TRY IT:
The records that follow are to be given again exactly. Do not carry over any image.

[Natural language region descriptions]
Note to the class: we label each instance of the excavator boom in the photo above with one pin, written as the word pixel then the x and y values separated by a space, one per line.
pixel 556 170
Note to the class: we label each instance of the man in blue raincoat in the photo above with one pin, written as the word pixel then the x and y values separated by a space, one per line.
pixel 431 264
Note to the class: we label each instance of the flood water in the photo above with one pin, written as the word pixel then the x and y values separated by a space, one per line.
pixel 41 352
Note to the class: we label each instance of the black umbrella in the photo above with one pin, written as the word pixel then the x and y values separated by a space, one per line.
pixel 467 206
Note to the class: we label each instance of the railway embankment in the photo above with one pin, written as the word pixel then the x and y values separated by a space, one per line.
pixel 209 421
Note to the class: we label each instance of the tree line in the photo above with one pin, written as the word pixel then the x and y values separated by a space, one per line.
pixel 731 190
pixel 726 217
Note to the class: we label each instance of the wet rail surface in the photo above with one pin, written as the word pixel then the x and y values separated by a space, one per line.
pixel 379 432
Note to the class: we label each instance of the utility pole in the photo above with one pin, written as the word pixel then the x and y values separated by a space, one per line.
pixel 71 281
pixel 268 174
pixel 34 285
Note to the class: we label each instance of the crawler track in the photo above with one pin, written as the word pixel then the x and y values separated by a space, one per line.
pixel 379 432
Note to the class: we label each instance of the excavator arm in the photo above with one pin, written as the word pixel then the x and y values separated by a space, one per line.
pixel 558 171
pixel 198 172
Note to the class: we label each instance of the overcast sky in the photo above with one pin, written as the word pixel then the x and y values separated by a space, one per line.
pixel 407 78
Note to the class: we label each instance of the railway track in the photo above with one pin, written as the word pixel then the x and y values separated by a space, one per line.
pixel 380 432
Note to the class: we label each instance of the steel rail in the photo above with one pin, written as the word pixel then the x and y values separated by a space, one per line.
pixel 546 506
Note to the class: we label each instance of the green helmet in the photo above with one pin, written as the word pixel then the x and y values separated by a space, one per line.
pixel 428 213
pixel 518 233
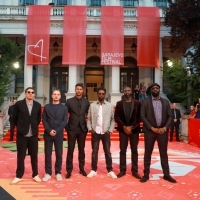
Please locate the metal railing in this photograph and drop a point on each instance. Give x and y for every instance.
(59, 11)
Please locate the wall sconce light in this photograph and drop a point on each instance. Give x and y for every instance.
(133, 46)
(55, 45)
(16, 42)
(94, 46)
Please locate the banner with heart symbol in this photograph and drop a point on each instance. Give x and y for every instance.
(38, 33)
(74, 35)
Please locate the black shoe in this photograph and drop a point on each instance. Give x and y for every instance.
(170, 179)
(121, 174)
(68, 175)
(144, 179)
(82, 172)
(136, 175)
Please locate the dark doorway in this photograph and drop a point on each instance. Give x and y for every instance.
(59, 78)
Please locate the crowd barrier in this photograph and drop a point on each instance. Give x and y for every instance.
(194, 132)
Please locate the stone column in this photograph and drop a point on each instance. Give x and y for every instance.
(72, 80)
(158, 70)
(28, 71)
(115, 94)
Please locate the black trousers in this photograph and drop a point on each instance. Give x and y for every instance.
(57, 141)
(176, 126)
(24, 143)
(12, 127)
(134, 139)
(80, 136)
(105, 138)
(162, 141)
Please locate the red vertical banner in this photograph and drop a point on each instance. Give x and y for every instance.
(74, 36)
(148, 36)
(38, 30)
(112, 35)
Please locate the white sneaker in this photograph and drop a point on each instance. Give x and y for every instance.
(58, 177)
(112, 174)
(15, 181)
(91, 174)
(37, 179)
(46, 177)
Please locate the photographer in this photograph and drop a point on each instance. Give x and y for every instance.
(197, 109)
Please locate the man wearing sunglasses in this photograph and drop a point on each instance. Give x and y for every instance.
(27, 117)
(101, 124)
(156, 116)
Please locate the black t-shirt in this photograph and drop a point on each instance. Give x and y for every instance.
(128, 112)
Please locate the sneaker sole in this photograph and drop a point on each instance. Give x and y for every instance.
(14, 183)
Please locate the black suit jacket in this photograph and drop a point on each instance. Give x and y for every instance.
(178, 115)
(23, 120)
(120, 115)
(76, 115)
(148, 117)
(54, 122)
(10, 112)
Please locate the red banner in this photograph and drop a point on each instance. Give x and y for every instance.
(148, 36)
(194, 132)
(74, 38)
(38, 30)
(112, 35)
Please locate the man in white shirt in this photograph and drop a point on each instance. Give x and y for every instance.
(101, 124)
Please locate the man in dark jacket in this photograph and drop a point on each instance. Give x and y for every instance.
(54, 119)
(77, 129)
(127, 117)
(27, 117)
(156, 116)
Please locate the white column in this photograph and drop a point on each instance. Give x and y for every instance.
(115, 79)
(158, 70)
(28, 71)
(115, 94)
(40, 81)
(72, 80)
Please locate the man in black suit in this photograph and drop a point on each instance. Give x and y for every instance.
(175, 122)
(54, 119)
(156, 116)
(10, 113)
(77, 128)
(127, 117)
(27, 117)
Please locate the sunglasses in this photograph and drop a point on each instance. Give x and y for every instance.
(29, 92)
(101, 93)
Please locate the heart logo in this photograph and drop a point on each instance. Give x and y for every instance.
(39, 48)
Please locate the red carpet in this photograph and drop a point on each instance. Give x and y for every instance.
(184, 167)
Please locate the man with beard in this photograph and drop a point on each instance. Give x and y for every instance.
(127, 117)
(77, 129)
(54, 119)
(156, 116)
(101, 124)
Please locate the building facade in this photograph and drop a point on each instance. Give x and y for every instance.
(45, 78)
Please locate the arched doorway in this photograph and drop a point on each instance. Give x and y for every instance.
(59, 77)
(129, 75)
(94, 77)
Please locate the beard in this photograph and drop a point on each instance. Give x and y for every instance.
(127, 96)
(155, 94)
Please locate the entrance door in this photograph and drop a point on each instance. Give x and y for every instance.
(94, 78)
(59, 80)
(128, 77)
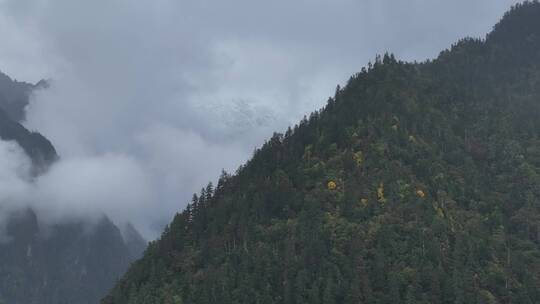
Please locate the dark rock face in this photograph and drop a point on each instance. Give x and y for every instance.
(71, 262)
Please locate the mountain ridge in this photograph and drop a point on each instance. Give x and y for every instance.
(416, 183)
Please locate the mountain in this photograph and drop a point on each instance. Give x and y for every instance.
(15, 95)
(36, 146)
(72, 262)
(416, 183)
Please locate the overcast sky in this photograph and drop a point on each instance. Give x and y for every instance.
(151, 99)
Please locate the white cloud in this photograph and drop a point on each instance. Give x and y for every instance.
(163, 94)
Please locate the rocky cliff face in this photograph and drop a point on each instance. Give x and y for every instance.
(73, 262)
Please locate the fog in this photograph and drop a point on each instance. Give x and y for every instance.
(150, 100)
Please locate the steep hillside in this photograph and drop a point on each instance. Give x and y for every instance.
(36, 146)
(15, 95)
(73, 263)
(417, 183)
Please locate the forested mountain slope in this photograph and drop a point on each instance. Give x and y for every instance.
(417, 183)
(72, 262)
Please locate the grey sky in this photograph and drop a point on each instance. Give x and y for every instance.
(163, 94)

ANSWER SPACE:
Note to the class: we label each instance of the excavator boom in the photo above with one pin, written as the word pixel then the x and y values separated by a space, one per line.
pixel 556 170
Note to the class: we label each instance of the man in blue raincoat in the photo above with one pin, written as the word pixel then the x and y values separated by a space, one per line.
pixel 431 264
Note to the class: we label each instance of the flood water in the photo above with one pin, written as the word pixel then the x and y values separated by a space, one per line.
pixel 41 352
Note to the class: we label each instance of the black umbrella in the photo above with one pin, written as the word pixel then the x and y values separated by a space, one per line.
pixel 467 206
Note to the class: we label each instance of the railway embankment in the photo above with one pin, written as the word pixel then the x and y values separated by a space, one per line.
pixel 209 421
Note to the class: we label each instance of the tree line in the photo above with one pin, written as the word pixel then the x and y values separated by a space, one per line.
pixel 731 190
pixel 726 217
Note to the class: we label each instance of the wet rail surface in the photo above with one pin, written as the word pixel then the x and y values separated by a space, one per line.
pixel 379 432
Note to the class: we label each instance of the utility pole in the photo above with one pin, written as the word pixel then the x and y values separated by a space, one per line.
pixel 71 281
pixel 268 174
pixel 34 285
Note to the class: we label each instance of the crawler track in the photo above with one pin, written as the word pixel then the x and y values separated by a space, one per line.
pixel 379 432
Note to the class: we label each instance of the excavator arm in the photo above with one pin, written as the word pixel then the x and y values separated by a space, one per line.
pixel 558 171
pixel 198 172
Note to the class: we label each instance of the overcast sky in the photo above with one pin, written as the word pixel then the x and y values separated by a space, one per line.
pixel 407 78
Note to the class: we label each instance of the railway track in the photo above with one pin, written as the word pixel then the x and y values separated by a space, one per line.
pixel 380 432
Note to the class: we label each instance of the steel rail in the photo above with one pin, written as the word pixel then the x and y values separated by a space, one per line.
pixel 546 506
Note to the class: we label each instance of the green helmet in the photo above with one pin, written as the word pixel then the x and y values separated by a space, one per line.
pixel 428 213
pixel 518 233
Please locate the metal railing in this photograph and drop a point on each instance. Give x and y for every instance.
(59, 11)
Please locate the wall sconce light in this photograph and drop a point on each instance. Give x and y for every instance.
(133, 46)
(55, 45)
(16, 42)
(94, 46)
Please locate the banner with heart symbol in this photograph and drop a point on each instance. Give x and y for every instance.
(38, 33)
(74, 35)
Please locate the black shoe in this photograph and drop a point on each instance. Give x and y for every instance.
(170, 179)
(121, 174)
(68, 175)
(144, 179)
(82, 172)
(136, 175)
Please locate the dark doorway in this photograph and drop a point on each instance. Give x and y for every instance.
(59, 78)
Please locate the crowd barrier in this photograph and drop a point on each instance. Give x and y for every instance.
(194, 132)
Please locate the stone column in this photograph and drop a point on each instance. Give x and y for every instance.
(72, 80)
(158, 70)
(28, 71)
(115, 94)
Please locate the black trousers in this photograph and drop a point on each instance. Give x and y for every instance.
(57, 141)
(176, 126)
(24, 143)
(12, 127)
(134, 139)
(80, 136)
(105, 138)
(162, 141)
Please locate the red vertical banner in this photograph and drop a point on each instance. Give x and y for every instance.
(74, 36)
(148, 36)
(38, 30)
(112, 35)
Please locate the white sneaker in this photograph and drop a point on each instance. Give x and y for every instance.
(58, 177)
(112, 174)
(15, 181)
(91, 174)
(37, 179)
(46, 177)
Please locate the photographer in this photograph and drop a point on each instance. Give x and y for every instance.
(197, 109)
Please locate the man wearing sunglasses in this photograph and drop a point on each instance. Give x and y for every instance.
(27, 117)
(101, 124)
(156, 116)
Please locate the black t-shirt in this photograph and drop a point on each instance. Give x and y for every instance.
(128, 112)
Please locate the sneaker sole in this photograph and drop a point on each instance. Give x and y for every instance.
(14, 183)
Please locate the black suit jacket in this photograph and drop a point on each instance. Give x and y for every instance.
(178, 115)
(23, 120)
(120, 115)
(76, 115)
(148, 117)
(54, 122)
(10, 112)
Please locate the red banner in this photograph and drop a point on each instance. Give x and y for every instance.
(148, 36)
(194, 132)
(74, 38)
(38, 30)
(112, 35)
Please locate the man in white shirt in this photograph and drop a point on each instance. Give x and y for every instance.
(101, 124)
Please locate the man in dark jacket in this photograph and drop a point on each instance. Give x and y for every instance.
(54, 119)
(77, 129)
(127, 117)
(27, 117)
(156, 116)
Please locate the white column in this photograph and drop a point on each instance. Give x and y for every instance.
(115, 79)
(158, 70)
(28, 71)
(115, 94)
(40, 81)
(72, 80)
Please locate the man in black suit in this photograph and drop a point on each instance. Give x and y for every instance.
(175, 122)
(54, 119)
(156, 116)
(10, 113)
(77, 128)
(127, 117)
(27, 117)
Please locate the sunglasses in this photograph and drop a point on each instance. Give x and y for every instance.
(29, 92)
(101, 93)
Please locate the heart logo in this photograph and drop a point on each instance. Give x and y for every instance.
(39, 48)
Please locate the red carpet in this photograph and drop a point on each instance. Give x and y for every instance.
(184, 167)
Please locate the man with beard in this photograph and drop a point on each instance. Give x and y for every instance.
(127, 117)
(77, 129)
(54, 119)
(156, 116)
(101, 124)
Please locate the building facade in this photograph and drop a point on each instance. Give x and y for every instance.
(45, 78)
Please locate the arched doorway in this photograph and drop a point on each instance. Give x and y for every instance.
(59, 77)
(129, 75)
(94, 77)
Please locate the beard in this photograph and drop a point on each instance. Give x and y for every instance.
(127, 96)
(155, 94)
Please locate the entrance door in this photograph and drop a point on each instance. Give x and y for every instance.
(94, 78)
(59, 80)
(128, 77)
Please locate the dark rock face in this photograph and drop a point on each instance. Give x and y for every instance.
(71, 262)
Please locate the mountain ridge in this photograph and drop a point on each instance. Give x and y for every instance.
(416, 183)
Please locate the mountain in this photograph and drop a point on each instance. Give x and y for every instance.
(15, 95)
(36, 146)
(72, 262)
(416, 183)
Please locate the overcast sky in this photograph and drop a point on each instance. Give x and y for every instance.
(151, 99)
Please locate the white cloud in this photograph and drop a point on each instance. Give x and y for every instance.
(163, 94)
Please locate the rocky cliff face in this photograph and drop a point on each instance. Give x and y for every instance.
(73, 262)
Please locate the fog in this photograph and drop a point on each instance. Give x and y for every instance.
(150, 100)
Please locate the steep hillside in this photograph and drop a point on each instance. Give x and y for every instance.
(36, 146)
(15, 95)
(73, 263)
(417, 183)
Please locate the forested mountain slope in this photograph and drop a point on each instance. Give x and y for every instance.
(417, 183)
(72, 262)
Please locate the grey sky in this photograph and drop a point on each instance. Give x and y for every instance.
(163, 94)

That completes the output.